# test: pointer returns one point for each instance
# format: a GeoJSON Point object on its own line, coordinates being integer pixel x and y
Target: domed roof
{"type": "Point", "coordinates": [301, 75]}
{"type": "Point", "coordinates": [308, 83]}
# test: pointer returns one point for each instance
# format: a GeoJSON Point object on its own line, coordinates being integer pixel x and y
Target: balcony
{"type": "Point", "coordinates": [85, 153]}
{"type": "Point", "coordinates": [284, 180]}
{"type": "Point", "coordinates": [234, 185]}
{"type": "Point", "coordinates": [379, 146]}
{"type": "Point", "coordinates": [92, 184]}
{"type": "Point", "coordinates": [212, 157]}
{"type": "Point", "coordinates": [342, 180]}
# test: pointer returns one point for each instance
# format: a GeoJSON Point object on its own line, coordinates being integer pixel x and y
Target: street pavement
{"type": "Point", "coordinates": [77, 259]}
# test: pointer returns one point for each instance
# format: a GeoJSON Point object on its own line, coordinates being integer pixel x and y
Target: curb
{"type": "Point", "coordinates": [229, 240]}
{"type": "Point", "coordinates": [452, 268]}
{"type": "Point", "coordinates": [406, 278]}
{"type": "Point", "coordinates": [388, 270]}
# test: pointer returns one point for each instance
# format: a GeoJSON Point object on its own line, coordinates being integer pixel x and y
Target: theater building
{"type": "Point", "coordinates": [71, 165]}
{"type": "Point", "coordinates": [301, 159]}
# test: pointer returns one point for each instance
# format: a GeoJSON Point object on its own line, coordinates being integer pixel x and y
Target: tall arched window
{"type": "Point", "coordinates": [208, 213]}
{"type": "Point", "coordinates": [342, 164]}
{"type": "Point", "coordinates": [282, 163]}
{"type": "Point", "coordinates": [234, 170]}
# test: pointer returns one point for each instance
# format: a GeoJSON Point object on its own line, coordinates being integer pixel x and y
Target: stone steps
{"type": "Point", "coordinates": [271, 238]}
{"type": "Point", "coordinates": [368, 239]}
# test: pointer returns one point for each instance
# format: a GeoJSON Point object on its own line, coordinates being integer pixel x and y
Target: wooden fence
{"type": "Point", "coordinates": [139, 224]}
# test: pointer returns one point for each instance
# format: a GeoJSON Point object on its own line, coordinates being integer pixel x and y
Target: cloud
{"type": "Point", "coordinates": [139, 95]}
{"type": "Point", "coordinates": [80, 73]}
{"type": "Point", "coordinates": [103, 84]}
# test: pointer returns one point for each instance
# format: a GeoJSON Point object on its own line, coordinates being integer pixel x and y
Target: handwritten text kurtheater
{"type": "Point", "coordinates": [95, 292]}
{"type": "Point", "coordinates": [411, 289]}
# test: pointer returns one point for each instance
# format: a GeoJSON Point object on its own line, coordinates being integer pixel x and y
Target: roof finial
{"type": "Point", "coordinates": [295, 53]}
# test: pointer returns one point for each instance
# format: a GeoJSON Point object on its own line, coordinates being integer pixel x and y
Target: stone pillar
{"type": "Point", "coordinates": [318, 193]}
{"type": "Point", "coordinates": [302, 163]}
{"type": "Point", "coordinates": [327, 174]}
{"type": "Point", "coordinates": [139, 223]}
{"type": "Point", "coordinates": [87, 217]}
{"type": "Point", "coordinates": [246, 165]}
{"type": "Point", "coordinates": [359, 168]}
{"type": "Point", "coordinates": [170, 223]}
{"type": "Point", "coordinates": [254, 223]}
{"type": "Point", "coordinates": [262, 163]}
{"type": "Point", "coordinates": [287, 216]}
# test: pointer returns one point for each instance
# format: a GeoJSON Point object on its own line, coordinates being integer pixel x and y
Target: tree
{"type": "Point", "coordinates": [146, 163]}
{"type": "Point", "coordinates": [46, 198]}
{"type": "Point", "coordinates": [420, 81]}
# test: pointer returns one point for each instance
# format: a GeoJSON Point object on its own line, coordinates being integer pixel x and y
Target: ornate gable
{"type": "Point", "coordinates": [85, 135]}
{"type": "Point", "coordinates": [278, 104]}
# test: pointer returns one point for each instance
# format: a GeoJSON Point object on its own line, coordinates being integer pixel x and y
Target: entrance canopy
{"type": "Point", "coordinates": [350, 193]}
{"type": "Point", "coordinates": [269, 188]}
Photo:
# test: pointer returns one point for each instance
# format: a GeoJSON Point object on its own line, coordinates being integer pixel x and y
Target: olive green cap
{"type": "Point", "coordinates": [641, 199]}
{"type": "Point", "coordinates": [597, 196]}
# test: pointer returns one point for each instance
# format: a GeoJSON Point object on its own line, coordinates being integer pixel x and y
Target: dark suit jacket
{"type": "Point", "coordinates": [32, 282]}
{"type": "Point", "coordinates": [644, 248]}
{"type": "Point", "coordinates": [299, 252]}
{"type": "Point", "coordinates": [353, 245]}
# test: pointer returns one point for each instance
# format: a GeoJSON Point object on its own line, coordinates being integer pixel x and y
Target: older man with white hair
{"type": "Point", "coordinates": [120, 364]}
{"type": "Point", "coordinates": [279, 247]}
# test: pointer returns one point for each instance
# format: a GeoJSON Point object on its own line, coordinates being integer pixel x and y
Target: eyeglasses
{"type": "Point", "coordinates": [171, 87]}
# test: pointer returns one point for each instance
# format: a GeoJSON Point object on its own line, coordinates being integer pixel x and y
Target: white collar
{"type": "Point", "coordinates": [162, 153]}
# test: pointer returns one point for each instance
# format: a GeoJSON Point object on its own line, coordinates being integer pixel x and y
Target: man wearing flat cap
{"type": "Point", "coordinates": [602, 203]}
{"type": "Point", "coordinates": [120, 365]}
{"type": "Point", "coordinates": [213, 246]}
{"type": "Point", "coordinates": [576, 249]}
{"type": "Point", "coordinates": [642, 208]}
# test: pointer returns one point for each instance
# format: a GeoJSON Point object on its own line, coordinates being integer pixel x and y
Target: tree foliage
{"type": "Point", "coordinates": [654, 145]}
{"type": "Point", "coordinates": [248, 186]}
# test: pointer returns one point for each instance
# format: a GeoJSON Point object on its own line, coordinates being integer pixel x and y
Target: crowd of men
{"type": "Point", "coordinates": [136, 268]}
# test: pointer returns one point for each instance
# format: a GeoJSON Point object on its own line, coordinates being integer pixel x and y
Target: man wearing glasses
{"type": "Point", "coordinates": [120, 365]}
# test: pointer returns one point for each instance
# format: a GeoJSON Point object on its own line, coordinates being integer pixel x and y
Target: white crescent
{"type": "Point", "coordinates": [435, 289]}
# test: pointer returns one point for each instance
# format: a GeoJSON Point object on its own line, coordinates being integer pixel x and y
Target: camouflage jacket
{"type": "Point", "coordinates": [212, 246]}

________________________________________

TASK OBJECTIVE |
All of the records above need to be copied exactly.

SOLUTION TO THE PROBLEM |
# test: pointer returns one point for each instance
# format: a GeoJSON Point object on its own line, coordinates being integer pixel x and y
Target: domed roof
{"type": "Point", "coordinates": [301, 75]}
{"type": "Point", "coordinates": [308, 83]}
# test: pointer returns one point for each instance
# format: a GeoJSON Point object on its own line, coordinates being integer pixel x and y
Target: balcony
{"type": "Point", "coordinates": [85, 153]}
{"type": "Point", "coordinates": [284, 180]}
{"type": "Point", "coordinates": [234, 185]}
{"type": "Point", "coordinates": [379, 146]}
{"type": "Point", "coordinates": [92, 184]}
{"type": "Point", "coordinates": [212, 157]}
{"type": "Point", "coordinates": [342, 180]}
# test: pointer returns one point for each instance
# format: a GeoJSON Point object on its own line, coordinates being integer pixel x and y
Target: street pavement
{"type": "Point", "coordinates": [77, 259]}
# test: pointer returns one point for each instance
# format: a GeoJSON Point object on its own line, coordinates being integer pixel x and y
Target: curb
{"type": "Point", "coordinates": [229, 240]}
{"type": "Point", "coordinates": [452, 268]}
{"type": "Point", "coordinates": [406, 278]}
{"type": "Point", "coordinates": [388, 270]}
# test: pointer returns one point for each instance
# format: a GeoJSON Point object on its own line, coordinates being integer pixel x and y
Target: theater building
{"type": "Point", "coordinates": [71, 165]}
{"type": "Point", "coordinates": [301, 159]}
# test: pointer returns one point for each instance
# format: a GeoJSON Point object on its own line, coordinates being integer pixel x and y
Target: tall arched window
{"type": "Point", "coordinates": [208, 213]}
{"type": "Point", "coordinates": [342, 164]}
{"type": "Point", "coordinates": [282, 163]}
{"type": "Point", "coordinates": [234, 170]}
# test: pointer returns one point for each instance
# format: a GeoJSON Point object on its own line, coordinates being integer pixel x and y
Target: stone steps
{"type": "Point", "coordinates": [271, 238]}
{"type": "Point", "coordinates": [368, 239]}
# test: pointer returns one point for each instance
# format: a GeoJSON Point object on its own line, coordinates being integer pixel x and y
Target: wooden fence
{"type": "Point", "coordinates": [139, 224]}
# test: pointer returns one point for each instance
# format: a GeoJSON Point object on its own line, coordinates being integer pixel x and y
Target: cloud
{"type": "Point", "coordinates": [139, 95]}
{"type": "Point", "coordinates": [80, 73]}
{"type": "Point", "coordinates": [103, 84]}
# test: pointer returns one point for each instance
# format: a GeoJSON Point object on its own line, coordinates being integer pixel x and y
Target: handwritten text kurtheater
{"type": "Point", "coordinates": [95, 292]}
{"type": "Point", "coordinates": [411, 289]}
# test: pointer returns one point for each instance
# format: a GeoJSON Point object on its own line, coordinates being integer pixel x and y
Target: roof finial
{"type": "Point", "coordinates": [295, 53]}
# test: pointer returns one point for each instance
# format: a GeoJSON Point object on its own line, coordinates being integer pixel x and y
Target: stone pillar
{"type": "Point", "coordinates": [318, 193]}
{"type": "Point", "coordinates": [302, 163]}
{"type": "Point", "coordinates": [327, 174]}
{"type": "Point", "coordinates": [139, 223]}
{"type": "Point", "coordinates": [87, 217]}
{"type": "Point", "coordinates": [246, 165]}
{"type": "Point", "coordinates": [359, 168]}
{"type": "Point", "coordinates": [170, 223]}
{"type": "Point", "coordinates": [254, 223]}
{"type": "Point", "coordinates": [262, 163]}
{"type": "Point", "coordinates": [287, 216]}
# test: pointer returns one point for each instance
# format: a GeoJSON Point object on its own line, coordinates being integer pixel x and y
Target: tree
{"type": "Point", "coordinates": [146, 163]}
{"type": "Point", "coordinates": [46, 198]}
{"type": "Point", "coordinates": [420, 81]}
# test: pointer returns one point for each instance
# format: a GeoJSON Point object on its own line, coordinates being integer pixel x and y
Target: ornate gable
{"type": "Point", "coordinates": [85, 135]}
{"type": "Point", "coordinates": [278, 104]}
# test: pointer returns one point for each instance
# format: a GeoJSON Point object on its own line, coordinates being integer pixel x and y
Target: entrance canopy
{"type": "Point", "coordinates": [350, 193]}
{"type": "Point", "coordinates": [269, 188]}
Photo:
# test: pointer returns one point for each instance
# format: a GeoJSON Point object on its own line, coordinates being integer pixel x and y
Target: olive green cap
{"type": "Point", "coordinates": [641, 199]}
{"type": "Point", "coordinates": [597, 196]}
# test: pointer returns one point for each instance
# format: a GeoJSON Point object on its own line, coordinates being integer pixel x and y
Target: dark suit jacket
{"type": "Point", "coordinates": [32, 282]}
{"type": "Point", "coordinates": [644, 248]}
{"type": "Point", "coordinates": [299, 252]}
{"type": "Point", "coordinates": [353, 245]}
# test: pointer returns one point for each instance
# format: a GeoJSON Point object on its own line, coordinates being integer pixel x and y
Target: older man with white hair
{"type": "Point", "coordinates": [120, 364]}
{"type": "Point", "coordinates": [279, 247]}
# test: pointer returns one point for each instance
# format: a GeoJSON Point object on its own line, coordinates being integer pixel x and y
Target: eyeglasses
{"type": "Point", "coordinates": [171, 87]}
# test: pointer returns one point for each instance
# format: a GeoJSON Point object on its own line, coordinates being integer pixel x and y
Target: white collar
{"type": "Point", "coordinates": [162, 153]}
# test: pointer returns one point for each instance
# format: a GeoJSON Point object on its own line, coordinates being integer pixel x and y
Target: man wearing flat cap
{"type": "Point", "coordinates": [602, 203]}
{"type": "Point", "coordinates": [120, 365]}
{"type": "Point", "coordinates": [213, 246]}
{"type": "Point", "coordinates": [576, 249]}
{"type": "Point", "coordinates": [642, 208]}
# test: pointer returns one point for each instance
# format: a GeoJSON Point object on its own line, coordinates being integer pixel x and y
Target: tree foliage
{"type": "Point", "coordinates": [654, 145]}
{"type": "Point", "coordinates": [248, 186]}
# test: pointer returns one point for each instance
# format: a GeoJSON Point object on its own line, coordinates being integer pixel x and y
Target: crowd of men
{"type": "Point", "coordinates": [136, 268]}
# test: pointer returns one point for each instance
# format: a GeoJSON Point object on its own line, coordinates being integer pixel x and y
Target: man wearing glasses
{"type": "Point", "coordinates": [120, 365]}
# test: pointer returns one point for each instance
# format: a GeoJSON Point object on its own line, coordinates being integer pixel x and y
Target: white crescent
{"type": "Point", "coordinates": [435, 289]}
# test: pointer returns one point for each instance
# format: a GeoJSON Point object on its own line, coordinates being integer pixel x and y
Target: camouflage jacket
{"type": "Point", "coordinates": [212, 246]}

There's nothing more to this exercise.